* [WHAT IS REQUIRED]:
Each entry that follows is to be retyped exactly. Pictures do not belong in the copy.
RECORD EXTRACTS: Begin
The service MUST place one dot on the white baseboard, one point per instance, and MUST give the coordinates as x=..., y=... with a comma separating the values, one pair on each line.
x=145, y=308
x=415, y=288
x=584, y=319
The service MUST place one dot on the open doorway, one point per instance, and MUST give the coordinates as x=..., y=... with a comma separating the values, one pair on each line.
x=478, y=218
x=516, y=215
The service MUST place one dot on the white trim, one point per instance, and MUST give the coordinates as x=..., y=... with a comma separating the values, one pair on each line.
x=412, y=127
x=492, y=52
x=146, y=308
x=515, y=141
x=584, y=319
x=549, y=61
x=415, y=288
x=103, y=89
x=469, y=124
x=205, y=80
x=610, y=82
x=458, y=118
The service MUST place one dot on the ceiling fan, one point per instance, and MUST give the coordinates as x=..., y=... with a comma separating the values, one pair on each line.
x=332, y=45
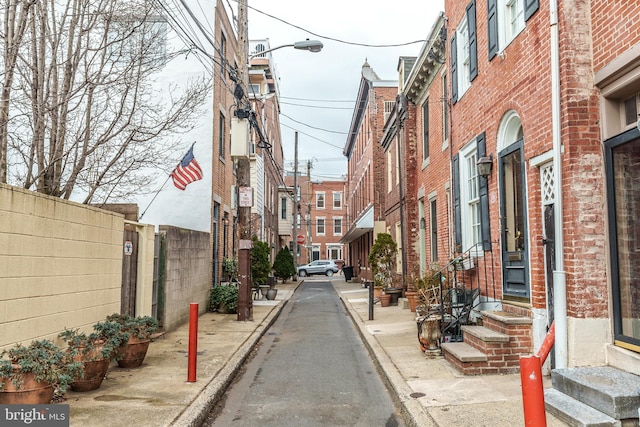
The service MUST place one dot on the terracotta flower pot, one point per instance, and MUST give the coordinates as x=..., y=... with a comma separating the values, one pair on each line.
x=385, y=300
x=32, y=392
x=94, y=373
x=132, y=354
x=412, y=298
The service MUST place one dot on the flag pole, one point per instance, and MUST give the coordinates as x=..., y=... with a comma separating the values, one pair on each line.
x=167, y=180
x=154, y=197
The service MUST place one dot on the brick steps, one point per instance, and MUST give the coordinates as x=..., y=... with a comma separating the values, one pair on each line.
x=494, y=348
RECORD EXTRACTS: End
* [SOLUTION]:
The service MUST place one dot on the white baseboard, one point per instance, and MUST give the coordinates as x=..., y=... with a comma separating the values, one pair on each line.
x=145, y=308
x=415, y=288
x=584, y=319
The service MUST place one dot on the open doorway, one point per instance, and MUST give the coordinates as x=..., y=... with a comma separating the values, one pair on each line.
x=478, y=218
x=516, y=215
The service MUST place one dot on the white trim, one point per instance, and MUST give the coordinates as x=..., y=... with a comma separating the values, one pair on each line.
x=412, y=127
x=492, y=52
x=146, y=308
x=515, y=141
x=584, y=319
x=549, y=61
x=415, y=288
x=103, y=89
x=469, y=124
x=205, y=80
x=610, y=82
x=458, y=118
The service MUST place one dot on the ceiling fan, one point per instance, and MUST give the coordinates as x=..., y=... with a comma separating the values, one pair on each line.
x=332, y=45
The service MUST place one dot on the terracotta flower pot, one point per instance, and MUST give the coordinates as x=..., y=... with a comma separating the values, one pair on each line.
x=385, y=300
x=32, y=392
x=94, y=373
x=132, y=354
x=412, y=298
The service MUST place one dot on the flag pole, one point per instance, and MUST give the coordinates as x=..., y=... with a comma separating the values, one pair on each line.
x=167, y=180
x=154, y=197
The service MUST place one dot on the brick steps, one point per instance, and MUST give the coordinates as x=..., y=... with a comma separating the values, one pair on each line.
x=494, y=348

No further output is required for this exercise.